▸ AUSGANGSTEXT
────────────────────────────────────────
Gründe: [1] Das Vorabentscheidungsersuchen betrifft die Auslegung von Art. 3 Buchst. b der Verordnung (EG) Nr. 4/2009 des Rates vom 18.12.2008 über die Zuständigkeit, das anwendbare Recht, die Anerkennung und Vollstreckung von Entscheidungen und die Zusammenarbeit in Unterhaltssachen (ABl 2009, L 7, S. 1).

[2] Es ergeht im Rahmen eines Verfahrens zwischen WV, wohnhaft in Wien (Österreich), und dem Landkreis Harburg (Deutschland) (im Folgenden: antragstellende Einrichtung) betreffend die Begleichung einer Unterhaltsforderung zugunsten der in Deutschland wohnhaften Mutter von WV, deren Ansprüche kraft Legalzession auf die antragstellende Einrichtung übergegangen sind.

Rechtlicher Rahmen: Unionsrecht, Brüsseler Übereinkommen

[3] Art. 2 Abs. 1 des Übereinkommens vom 27.9.1968 über die gerichtliche Zuständigkeit und die Vollstreckung gerichtlicher Entscheidungen in Zivil- und Handelssachen (ABl 1972, L 299, S. 32) in der Fassung der nachfolgenden Übereinkommen über den Beitritt der neuen Mitgliedstaaten zu diesem Übereinkommen (im Folgenden: Brüsseler Übereinkommen) bestimmt:

Zitat

"Vorbehaltlich der Vorschriften dieses Übereinkommens sind Personen, die ihren Wohnsitz in dem Hoheitsgebiet eines Vertragsstaats haben, ohne Rücksicht auf ihre Staatsangehörigkeit vor den Gerichten dieses Staates zu verklagen."

[4] Art. 5 Nr. 2 des Brüsseler Übereinkommens sieht vor:

Zitat

"Eine Person, die ihren Wohnsitz in dem Hoheitsgebiet eines Vertragsstaats hat, kann in einem anderen Vertragsstaat verklagt werden:"
────────────────────────────────────────
▸ ERFASSTE ANGABEN
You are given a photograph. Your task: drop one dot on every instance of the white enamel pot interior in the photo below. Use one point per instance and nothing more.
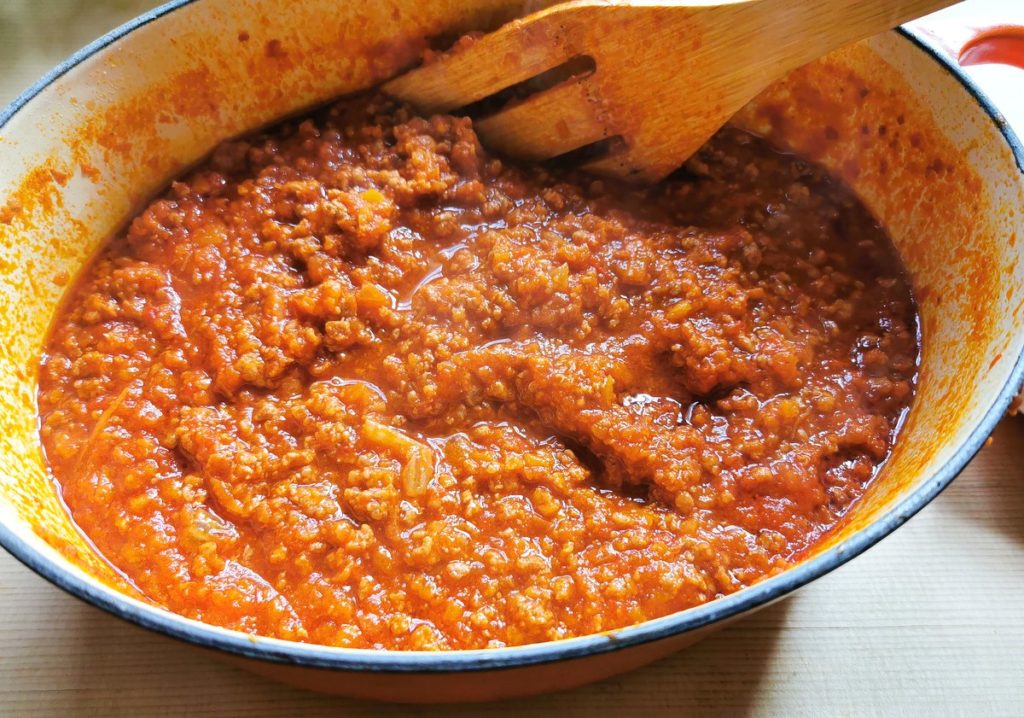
(101, 133)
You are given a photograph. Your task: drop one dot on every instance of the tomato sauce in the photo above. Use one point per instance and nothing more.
(354, 381)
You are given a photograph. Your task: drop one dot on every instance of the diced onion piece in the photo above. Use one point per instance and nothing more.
(418, 459)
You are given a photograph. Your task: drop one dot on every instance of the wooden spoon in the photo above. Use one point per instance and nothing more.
(664, 76)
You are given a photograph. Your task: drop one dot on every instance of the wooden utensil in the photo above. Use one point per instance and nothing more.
(664, 76)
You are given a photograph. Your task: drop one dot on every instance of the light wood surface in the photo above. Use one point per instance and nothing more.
(667, 76)
(929, 623)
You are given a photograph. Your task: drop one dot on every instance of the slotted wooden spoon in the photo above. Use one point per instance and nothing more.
(665, 76)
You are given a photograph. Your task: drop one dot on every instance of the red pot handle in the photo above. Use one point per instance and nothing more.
(978, 41)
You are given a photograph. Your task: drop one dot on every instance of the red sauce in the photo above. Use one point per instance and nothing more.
(354, 381)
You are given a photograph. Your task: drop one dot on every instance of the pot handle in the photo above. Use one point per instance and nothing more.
(977, 33)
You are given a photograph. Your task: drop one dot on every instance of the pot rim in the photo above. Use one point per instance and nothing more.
(366, 660)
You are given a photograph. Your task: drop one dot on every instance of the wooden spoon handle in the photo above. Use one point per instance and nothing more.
(809, 29)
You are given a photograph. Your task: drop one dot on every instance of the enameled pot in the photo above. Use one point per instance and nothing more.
(103, 131)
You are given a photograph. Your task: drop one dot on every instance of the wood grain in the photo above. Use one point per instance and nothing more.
(928, 623)
(668, 75)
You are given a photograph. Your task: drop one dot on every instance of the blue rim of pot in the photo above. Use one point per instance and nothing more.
(364, 660)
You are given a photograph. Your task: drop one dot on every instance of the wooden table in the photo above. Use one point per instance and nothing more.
(930, 622)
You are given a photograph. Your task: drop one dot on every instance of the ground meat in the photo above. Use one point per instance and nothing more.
(354, 381)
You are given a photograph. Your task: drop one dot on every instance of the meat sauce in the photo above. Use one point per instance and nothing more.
(353, 381)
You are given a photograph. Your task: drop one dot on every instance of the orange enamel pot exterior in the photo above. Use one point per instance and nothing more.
(102, 132)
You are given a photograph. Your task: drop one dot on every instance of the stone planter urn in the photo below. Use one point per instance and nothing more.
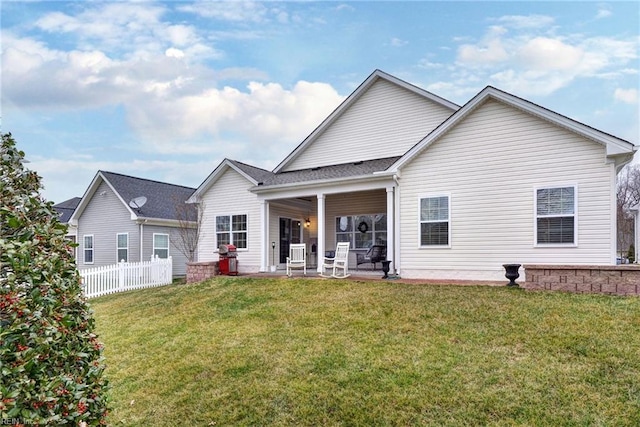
(511, 273)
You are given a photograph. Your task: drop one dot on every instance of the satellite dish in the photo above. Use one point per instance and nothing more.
(138, 202)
────────────────────────────────────────
▸ AUFGABEN
1. Wiederhole aus der Auflistung wortgetreu die Zeilen von der Zeile mit „of the ground“ bis zum Ende der Auflistung, beide Enden eingeschlossen. Lass dabei das Bild weg.
2. Führe den Text zur Zuständigkeit in Unterhaltssachen dort weiter, wo er endet.

▸ ERGEBNISSE
1.
You are given a photograph. Your task: drop one dot on every instance of the ground meat in the photo above. Use one point per instance and nothing more.
(354, 381)
You are given a photograph. Your task: drop one dot on every instance of the meat sauce in the photo above. Use one point per instance and nothing more.
(353, 381)
You are given a photograph. Your task: drop one dot on every instance of the orange enamel pot exterior in the photo above. Use one point per instance and nothing more.
(102, 132)
You are given a photograph. Your task: drop one dot on every instance of the stone planter urn in the photo below. Use one point per instance and nothing more.
(511, 273)
You are given a photograph. Your task: drop one dot on every instance of the satellite dish in the photo above. Use one point per instance and nothing more.
(138, 202)

2.
1. …

2. wenn es sich um eine Unterhaltssache handelt, vor dem Gericht des Ortes, an dem der Unterhaltsberechtigte seinen Wohnsitz oder seinen gewöhnlichen Aufenthalt hat“.

Haager Protokoll

[5] Das Haager Protokoll vom 23.11.2007 über das auf Unterhaltspflichten anzuwendende Recht wurde mit dem Beschluss 2009/941/EG des Rates vom 30.11.2009 (ABl 2009, L 331, S. 17) im Namen der Europäischen Gemeinschaft gebilligt (im Folgenden: Haager Protokoll).

[6] Art. 3 ("Allgemeine Regel in Bezug auf das anzuwendende Recht") dieses Protokolls bestimmt:

Zitat

"(1) Sofern in diesem Protokoll nichts anderes bestimmt ist, ist für Unterhaltspflichten das Recht des Staates maßgebend, in dem die berechtigte Person ihren gewöhnlichen Aufenthalt hat."

(2) Wechselt die berechtigte Person ihren gewöhnlichen Aufenthalt, so ist vom Zeitpunkt des Aufenthaltswechsels an das Recht des Staates des neuen gewöhnlichen Aufenthalts anzuwenden.“

[7] Art. 10 des Haager Protokolls sieht vor, dass für das Recht einer öffentliche Aufgaben wahrnehmenden Einrichtung, die Erstattung einer der berechtigten Person anstelle von Unterhalt erbrachten Leistung zu verlangen, das Recht maßgebend ist, dem diese Einrichtung untersteht.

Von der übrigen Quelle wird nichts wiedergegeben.